_PROVIDED ENTRIES_
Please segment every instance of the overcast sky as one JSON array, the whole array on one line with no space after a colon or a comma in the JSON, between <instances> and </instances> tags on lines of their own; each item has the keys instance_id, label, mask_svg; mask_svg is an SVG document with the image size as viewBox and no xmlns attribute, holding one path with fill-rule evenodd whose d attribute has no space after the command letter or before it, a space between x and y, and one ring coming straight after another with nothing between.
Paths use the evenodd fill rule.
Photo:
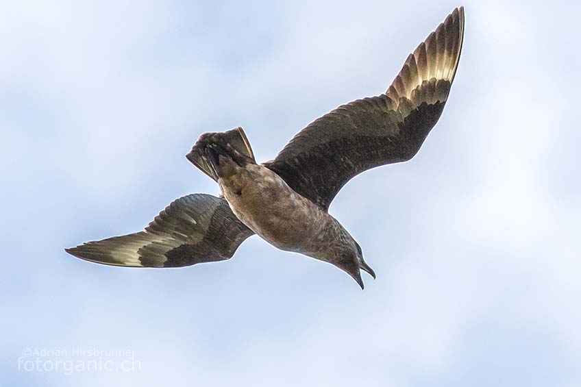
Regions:
<instances>
[{"instance_id":1,"label":"overcast sky","mask_svg":"<svg viewBox=\"0 0 581 387\"><path fill-rule=\"evenodd\" d=\"M331 205L378 274L363 291L258 236L179 269L63 250L217 194L184 157L202 133L242 126L265 161L383 92L460 5L6 1L0 384L581 385L577 2L465 2L460 66L422 149ZM53 353L28 371L35 349ZM90 349L129 351L140 369L47 371Z\"/></svg>"}]
</instances>

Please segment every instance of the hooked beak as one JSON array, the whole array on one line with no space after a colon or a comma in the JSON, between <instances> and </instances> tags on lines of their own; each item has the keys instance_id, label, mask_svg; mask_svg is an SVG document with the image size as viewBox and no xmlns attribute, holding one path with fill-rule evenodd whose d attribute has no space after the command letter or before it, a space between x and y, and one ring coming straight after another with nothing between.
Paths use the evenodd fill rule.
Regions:
<instances>
[{"instance_id":1,"label":"hooked beak","mask_svg":"<svg viewBox=\"0 0 581 387\"><path fill-rule=\"evenodd\" d=\"M361 258L361 262L359 263L359 267L364 271L367 274L373 277L373 279L375 279L375 272L373 271L373 269L369 267L369 265L363 260L363 258Z\"/></svg>"}]
</instances>

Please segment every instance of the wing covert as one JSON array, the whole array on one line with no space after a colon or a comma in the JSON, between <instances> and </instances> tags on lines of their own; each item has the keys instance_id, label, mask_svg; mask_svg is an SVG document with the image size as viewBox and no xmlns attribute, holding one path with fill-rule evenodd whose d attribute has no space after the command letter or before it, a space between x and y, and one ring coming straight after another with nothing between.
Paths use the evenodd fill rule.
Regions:
<instances>
[{"instance_id":1,"label":"wing covert","mask_svg":"<svg viewBox=\"0 0 581 387\"><path fill-rule=\"evenodd\" d=\"M252 234L225 199L194 194L172 202L145 232L88 242L66 251L106 264L180 267L229 259Z\"/></svg>"},{"instance_id":2,"label":"wing covert","mask_svg":"<svg viewBox=\"0 0 581 387\"><path fill-rule=\"evenodd\" d=\"M460 7L409 55L384 94L343 105L315 120L264 166L326 210L355 175L410 159L444 108L463 35Z\"/></svg>"}]
</instances>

_WHAT THE TASK REQUIRES_
Write out all of the material above word for word, but leave out the picture.

_EXERCISE ANSWER_
Please segment every instance of the overcast sky as one JSON array, the whole array on one line with no space after a colon or a comma in the JSON, between <instances> and </instances> tags on lines of their own; each item has the keys instance_id, label, mask_svg; mask_svg is an SVG document with the image size as viewBox and no xmlns attribute, holding one path with fill-rule evenodd whose d attribute has no space after the command letter or before it, a space between x and y, and one ring coming straight after another with nothing between.
Paths use the evenodd fill rule.
Photo:
Regions:
<instances>
[{"instance_id":1,"label":"overcast sky","mask_svg":"<svg viewBox=\"0 0 581 387\"><path fill-rule=\"evenodd\" d=\"M331 205L378 274L363 291L258 236L179 269L63 250L217 194L184 157L202 133L242 126L265 161L383 92L460 5L6 1L0 384L581 385L577 2L465 2L460 66L422 149ZM53 353L28 371L35 349ZM90 349L129 351L140 369L47 371Z\"/></svg>"}]
</instances>

Please segment every instance of the hooked beak as one JSON array, the whole array on one line with no space after a colon or a comma in the JSON, between <instances> and </instances> tags on lines of their own; each item has the keys instance_id, label, mask_svg; mask_svg is an SVG document with the image size as viewBox and no xmlns attribute, holding one path with fill-rule evenodd whose d attribute has no space after the command letter or before it, a space between x and y, and one ring coming straight after another with nothing between.
Paths use the evenodd fill rule.
Regions:
<instances>
[{"instance_id":1,"label":"hooked beak","mask_svg":"<svg viewBox=\"0 0 581 387\"><path fill-rule=\"evenodd\" d=\"M361 258L361 262L359 263L359 267L364 271L367 274L373 277L373 279L375 279L375 272L373 271L373 269L369 267L369 265L363 260L363 258Z\"/></svg>"}]
</instances>

Please segment every instance of the wing covert as one JSON array, the whole array on one line with no space after a colon or a comma in the JSON, between <instances> and </instances> tags on lines of their own; each item has the keys instance_id, label, mask_svg; mask_svg is an SVG document with the image size as viewBox and no xmlns attribute, holding one path with fill-rule evenodd whose d attribute has no space after the command letter or before it, a space between x and y, and one ring coming straight after another with nothing between.
Paths use the evenodd fill rule.
Regions:
<instances>
[{"instance_id":1,"label":"wing covert","mask_svg":"<svg viewBox=\"0 0 581 387\"><path fill-rule=\"evenodd\" d=\"M252 234L225 199L194 194L172 202L145 232L88 242L66 251L106 264L180 267L229 259Z\"/></svg>"},{"instance_id":2,"label":"wing covert","mask_svg":"<svg viewBox=\"0 0 581 387\"><path fill-rule=\"evenodd\" d=\"M460 7L409 55L384 94L343 105L315 120L264 166L326 210L355 175L410 159L444 108L463 35Z\"/></svg>"}]
</instances>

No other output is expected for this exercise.